Task objective
Take the entries that follow and return exactly the lines from the one holding "If you could annotate the man's outstretched" through the one holding "If you could annotate the man's face", both included. Nothing else is needed.

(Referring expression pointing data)
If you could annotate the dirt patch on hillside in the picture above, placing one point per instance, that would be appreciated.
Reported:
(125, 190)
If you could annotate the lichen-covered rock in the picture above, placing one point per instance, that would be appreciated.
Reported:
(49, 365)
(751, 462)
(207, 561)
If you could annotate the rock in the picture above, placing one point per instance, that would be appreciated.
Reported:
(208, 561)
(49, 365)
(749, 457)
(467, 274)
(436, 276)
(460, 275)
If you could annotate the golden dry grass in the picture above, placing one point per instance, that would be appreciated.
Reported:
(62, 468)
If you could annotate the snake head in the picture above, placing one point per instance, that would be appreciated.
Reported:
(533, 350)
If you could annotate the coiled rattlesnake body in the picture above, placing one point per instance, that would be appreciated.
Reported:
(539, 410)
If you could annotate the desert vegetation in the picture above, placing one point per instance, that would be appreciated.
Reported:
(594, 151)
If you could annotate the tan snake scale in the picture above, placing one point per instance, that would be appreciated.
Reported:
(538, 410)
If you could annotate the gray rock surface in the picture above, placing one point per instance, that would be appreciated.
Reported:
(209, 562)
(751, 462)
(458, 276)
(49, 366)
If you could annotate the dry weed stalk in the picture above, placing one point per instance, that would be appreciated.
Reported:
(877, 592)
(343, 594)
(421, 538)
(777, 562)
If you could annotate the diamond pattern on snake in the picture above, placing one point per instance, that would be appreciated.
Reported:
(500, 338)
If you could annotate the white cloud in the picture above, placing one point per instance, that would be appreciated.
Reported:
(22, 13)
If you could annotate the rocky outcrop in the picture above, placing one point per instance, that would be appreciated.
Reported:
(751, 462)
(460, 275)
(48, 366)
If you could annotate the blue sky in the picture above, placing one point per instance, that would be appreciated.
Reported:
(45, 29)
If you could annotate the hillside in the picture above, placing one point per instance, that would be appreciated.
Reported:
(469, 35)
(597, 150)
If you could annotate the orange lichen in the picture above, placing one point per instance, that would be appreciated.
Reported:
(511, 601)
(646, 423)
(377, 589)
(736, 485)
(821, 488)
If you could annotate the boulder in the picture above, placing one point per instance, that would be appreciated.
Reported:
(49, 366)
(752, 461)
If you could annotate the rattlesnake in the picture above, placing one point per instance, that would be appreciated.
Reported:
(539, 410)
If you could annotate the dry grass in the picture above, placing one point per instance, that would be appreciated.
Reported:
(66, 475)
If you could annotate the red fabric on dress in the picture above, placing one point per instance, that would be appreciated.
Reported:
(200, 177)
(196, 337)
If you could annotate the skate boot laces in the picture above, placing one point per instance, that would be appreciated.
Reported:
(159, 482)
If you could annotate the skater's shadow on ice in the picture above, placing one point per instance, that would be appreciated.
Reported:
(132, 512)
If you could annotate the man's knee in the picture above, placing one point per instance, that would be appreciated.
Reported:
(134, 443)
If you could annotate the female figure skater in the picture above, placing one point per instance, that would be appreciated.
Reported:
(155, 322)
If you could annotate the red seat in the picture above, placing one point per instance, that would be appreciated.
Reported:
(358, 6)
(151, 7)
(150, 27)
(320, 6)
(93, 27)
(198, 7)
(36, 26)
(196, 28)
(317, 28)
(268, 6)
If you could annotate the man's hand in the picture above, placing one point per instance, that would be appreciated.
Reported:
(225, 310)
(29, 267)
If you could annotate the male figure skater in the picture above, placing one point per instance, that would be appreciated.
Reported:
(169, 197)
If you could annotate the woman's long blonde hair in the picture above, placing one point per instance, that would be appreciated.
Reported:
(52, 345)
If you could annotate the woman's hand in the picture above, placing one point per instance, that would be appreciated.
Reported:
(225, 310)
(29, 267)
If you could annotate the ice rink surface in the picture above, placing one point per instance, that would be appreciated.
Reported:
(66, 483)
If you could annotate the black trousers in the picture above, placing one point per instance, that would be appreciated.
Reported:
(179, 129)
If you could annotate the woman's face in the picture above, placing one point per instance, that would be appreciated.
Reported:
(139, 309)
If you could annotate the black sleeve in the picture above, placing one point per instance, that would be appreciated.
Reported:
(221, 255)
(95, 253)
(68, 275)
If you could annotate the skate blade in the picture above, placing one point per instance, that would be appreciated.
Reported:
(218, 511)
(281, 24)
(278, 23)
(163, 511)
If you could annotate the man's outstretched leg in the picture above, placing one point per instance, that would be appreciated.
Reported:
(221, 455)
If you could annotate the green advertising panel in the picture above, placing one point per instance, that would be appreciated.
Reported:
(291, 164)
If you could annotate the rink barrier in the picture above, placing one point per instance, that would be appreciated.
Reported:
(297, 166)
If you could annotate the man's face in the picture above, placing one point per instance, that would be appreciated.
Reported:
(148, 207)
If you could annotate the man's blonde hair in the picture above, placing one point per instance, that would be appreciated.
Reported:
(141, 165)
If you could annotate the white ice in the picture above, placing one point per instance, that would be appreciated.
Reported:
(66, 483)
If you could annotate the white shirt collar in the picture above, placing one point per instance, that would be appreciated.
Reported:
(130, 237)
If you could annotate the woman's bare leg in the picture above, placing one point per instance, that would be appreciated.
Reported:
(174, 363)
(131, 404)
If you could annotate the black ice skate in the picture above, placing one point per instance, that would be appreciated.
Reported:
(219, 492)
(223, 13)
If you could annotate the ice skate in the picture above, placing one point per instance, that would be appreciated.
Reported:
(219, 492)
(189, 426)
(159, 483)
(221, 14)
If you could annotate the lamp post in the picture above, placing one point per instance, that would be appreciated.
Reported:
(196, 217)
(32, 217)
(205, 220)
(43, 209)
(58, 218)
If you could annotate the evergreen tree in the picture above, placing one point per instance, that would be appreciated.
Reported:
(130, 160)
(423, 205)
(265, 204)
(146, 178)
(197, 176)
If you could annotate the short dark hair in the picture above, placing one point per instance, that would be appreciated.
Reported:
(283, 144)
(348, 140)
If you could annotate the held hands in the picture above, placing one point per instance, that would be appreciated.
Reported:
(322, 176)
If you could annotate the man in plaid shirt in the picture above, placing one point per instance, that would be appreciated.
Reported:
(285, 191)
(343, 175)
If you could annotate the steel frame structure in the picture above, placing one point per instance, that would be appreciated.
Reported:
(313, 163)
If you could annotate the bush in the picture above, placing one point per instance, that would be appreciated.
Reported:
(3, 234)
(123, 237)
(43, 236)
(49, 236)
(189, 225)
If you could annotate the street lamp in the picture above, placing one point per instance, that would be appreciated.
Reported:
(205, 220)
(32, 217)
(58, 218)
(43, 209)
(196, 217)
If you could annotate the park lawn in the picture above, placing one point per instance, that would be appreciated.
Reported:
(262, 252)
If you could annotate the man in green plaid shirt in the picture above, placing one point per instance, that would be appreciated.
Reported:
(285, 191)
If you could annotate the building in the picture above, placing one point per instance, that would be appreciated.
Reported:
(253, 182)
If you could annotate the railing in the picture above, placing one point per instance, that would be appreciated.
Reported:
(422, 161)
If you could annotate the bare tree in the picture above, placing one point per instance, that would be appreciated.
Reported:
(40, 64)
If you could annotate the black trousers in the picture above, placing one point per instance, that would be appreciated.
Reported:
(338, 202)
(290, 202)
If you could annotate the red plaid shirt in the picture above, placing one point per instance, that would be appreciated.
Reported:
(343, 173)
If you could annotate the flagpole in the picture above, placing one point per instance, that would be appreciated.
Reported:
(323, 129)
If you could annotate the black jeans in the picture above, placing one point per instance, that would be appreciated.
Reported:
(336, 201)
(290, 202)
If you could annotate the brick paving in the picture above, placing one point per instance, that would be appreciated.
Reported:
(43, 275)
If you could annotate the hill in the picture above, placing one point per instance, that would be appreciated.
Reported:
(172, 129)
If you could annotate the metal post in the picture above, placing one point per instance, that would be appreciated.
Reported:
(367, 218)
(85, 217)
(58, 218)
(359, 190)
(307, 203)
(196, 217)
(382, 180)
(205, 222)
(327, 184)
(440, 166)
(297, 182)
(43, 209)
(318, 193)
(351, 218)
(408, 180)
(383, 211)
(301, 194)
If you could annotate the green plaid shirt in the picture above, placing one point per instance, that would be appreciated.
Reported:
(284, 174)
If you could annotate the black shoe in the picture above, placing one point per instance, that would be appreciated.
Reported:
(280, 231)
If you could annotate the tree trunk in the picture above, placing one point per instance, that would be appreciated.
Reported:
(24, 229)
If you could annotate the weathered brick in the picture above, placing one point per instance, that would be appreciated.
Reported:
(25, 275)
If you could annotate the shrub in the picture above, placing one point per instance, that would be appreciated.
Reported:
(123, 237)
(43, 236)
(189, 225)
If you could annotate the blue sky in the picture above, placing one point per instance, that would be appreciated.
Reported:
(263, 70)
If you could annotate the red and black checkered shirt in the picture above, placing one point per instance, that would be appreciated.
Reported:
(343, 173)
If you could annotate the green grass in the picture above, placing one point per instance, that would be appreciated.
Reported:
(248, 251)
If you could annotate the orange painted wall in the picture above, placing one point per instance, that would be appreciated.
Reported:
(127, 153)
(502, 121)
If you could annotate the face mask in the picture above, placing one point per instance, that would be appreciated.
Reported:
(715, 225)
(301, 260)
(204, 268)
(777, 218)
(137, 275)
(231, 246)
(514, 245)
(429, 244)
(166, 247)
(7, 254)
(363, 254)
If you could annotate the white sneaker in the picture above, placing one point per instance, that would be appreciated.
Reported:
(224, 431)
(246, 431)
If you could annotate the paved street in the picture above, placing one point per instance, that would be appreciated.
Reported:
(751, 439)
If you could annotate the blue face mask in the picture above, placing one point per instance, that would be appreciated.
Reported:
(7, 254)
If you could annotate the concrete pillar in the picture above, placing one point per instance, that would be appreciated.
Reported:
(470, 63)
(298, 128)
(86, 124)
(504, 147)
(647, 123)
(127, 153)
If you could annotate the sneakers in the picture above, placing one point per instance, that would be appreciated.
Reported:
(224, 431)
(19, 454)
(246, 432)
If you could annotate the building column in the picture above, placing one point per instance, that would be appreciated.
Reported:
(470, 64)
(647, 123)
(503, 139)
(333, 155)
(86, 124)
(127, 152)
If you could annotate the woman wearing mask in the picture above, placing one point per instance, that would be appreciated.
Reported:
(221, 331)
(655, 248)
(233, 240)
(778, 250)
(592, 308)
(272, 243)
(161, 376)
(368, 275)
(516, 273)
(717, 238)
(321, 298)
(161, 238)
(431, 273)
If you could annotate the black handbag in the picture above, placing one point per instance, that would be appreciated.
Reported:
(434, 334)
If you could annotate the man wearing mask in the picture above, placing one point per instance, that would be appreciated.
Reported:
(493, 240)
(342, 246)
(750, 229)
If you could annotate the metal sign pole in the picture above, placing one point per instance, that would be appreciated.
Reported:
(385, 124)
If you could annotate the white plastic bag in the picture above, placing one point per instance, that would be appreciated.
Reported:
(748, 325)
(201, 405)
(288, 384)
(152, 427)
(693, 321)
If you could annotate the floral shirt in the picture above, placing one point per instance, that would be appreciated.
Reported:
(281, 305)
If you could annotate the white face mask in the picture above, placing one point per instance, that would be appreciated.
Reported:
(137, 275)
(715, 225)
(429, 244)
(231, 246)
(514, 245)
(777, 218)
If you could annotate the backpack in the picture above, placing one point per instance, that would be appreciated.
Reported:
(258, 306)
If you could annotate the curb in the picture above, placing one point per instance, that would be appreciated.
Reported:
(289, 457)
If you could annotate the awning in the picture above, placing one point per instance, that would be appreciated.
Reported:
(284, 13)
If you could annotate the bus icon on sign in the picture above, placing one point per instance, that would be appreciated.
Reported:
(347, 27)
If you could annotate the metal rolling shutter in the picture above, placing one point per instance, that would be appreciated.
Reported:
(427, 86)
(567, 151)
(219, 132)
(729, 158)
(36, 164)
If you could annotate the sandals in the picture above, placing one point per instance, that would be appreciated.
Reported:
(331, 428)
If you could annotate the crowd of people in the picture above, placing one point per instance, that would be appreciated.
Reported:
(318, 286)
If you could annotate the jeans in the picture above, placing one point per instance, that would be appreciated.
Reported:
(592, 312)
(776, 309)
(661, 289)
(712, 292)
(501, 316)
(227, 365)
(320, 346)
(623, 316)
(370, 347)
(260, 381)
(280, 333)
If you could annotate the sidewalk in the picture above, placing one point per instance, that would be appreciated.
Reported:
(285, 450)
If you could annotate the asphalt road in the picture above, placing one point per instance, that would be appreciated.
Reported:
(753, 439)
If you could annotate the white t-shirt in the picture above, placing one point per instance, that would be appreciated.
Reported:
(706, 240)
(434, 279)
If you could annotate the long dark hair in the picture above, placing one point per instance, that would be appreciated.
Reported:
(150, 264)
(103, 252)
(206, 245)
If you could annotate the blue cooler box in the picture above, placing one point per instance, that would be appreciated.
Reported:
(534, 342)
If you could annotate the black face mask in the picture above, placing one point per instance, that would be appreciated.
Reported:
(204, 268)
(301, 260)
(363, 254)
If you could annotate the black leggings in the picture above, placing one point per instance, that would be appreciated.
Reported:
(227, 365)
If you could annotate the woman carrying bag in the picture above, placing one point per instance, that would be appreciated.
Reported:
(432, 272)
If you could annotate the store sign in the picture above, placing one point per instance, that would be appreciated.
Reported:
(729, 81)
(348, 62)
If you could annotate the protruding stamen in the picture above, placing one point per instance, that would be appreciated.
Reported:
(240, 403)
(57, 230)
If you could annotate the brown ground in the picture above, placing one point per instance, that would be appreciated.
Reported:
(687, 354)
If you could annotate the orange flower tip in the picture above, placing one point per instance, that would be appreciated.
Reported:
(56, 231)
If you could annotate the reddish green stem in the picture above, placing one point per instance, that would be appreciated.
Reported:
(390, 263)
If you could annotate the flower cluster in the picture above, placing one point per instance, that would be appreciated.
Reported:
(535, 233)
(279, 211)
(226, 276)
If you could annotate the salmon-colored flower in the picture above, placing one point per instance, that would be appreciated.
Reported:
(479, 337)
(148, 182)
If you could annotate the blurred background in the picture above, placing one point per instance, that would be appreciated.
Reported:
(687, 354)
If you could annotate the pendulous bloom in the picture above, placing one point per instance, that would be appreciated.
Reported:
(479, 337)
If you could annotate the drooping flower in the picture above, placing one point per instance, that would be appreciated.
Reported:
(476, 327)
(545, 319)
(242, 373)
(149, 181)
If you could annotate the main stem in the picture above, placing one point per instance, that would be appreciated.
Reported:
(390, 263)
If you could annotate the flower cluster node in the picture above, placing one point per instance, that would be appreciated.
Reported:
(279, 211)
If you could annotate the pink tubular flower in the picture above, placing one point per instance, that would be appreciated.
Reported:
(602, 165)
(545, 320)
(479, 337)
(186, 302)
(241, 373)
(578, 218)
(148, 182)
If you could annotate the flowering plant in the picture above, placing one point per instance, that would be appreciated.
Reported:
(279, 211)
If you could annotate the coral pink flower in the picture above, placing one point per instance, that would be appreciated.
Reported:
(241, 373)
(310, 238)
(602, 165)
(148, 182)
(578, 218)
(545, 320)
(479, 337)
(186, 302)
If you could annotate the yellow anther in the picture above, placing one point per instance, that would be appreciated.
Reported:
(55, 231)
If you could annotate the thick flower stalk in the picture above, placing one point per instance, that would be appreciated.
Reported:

Written response
If you could annotate the man's outstretched leg in the picture above, placing one point per instance, that would be appreciated.
Reported:
(221, 455)
If you could annotate the green advertising panel in the picture above, placing one point per instance, that would be appreciated.
Reported:
(291, 164)
If you could annotate the rink barrier in the picture above, placing one point per instance, that would be appreciated.
Reported:
(297, 166)
If you could annotate the man's face in the picture above, placing one point per instance, that would be appreciated.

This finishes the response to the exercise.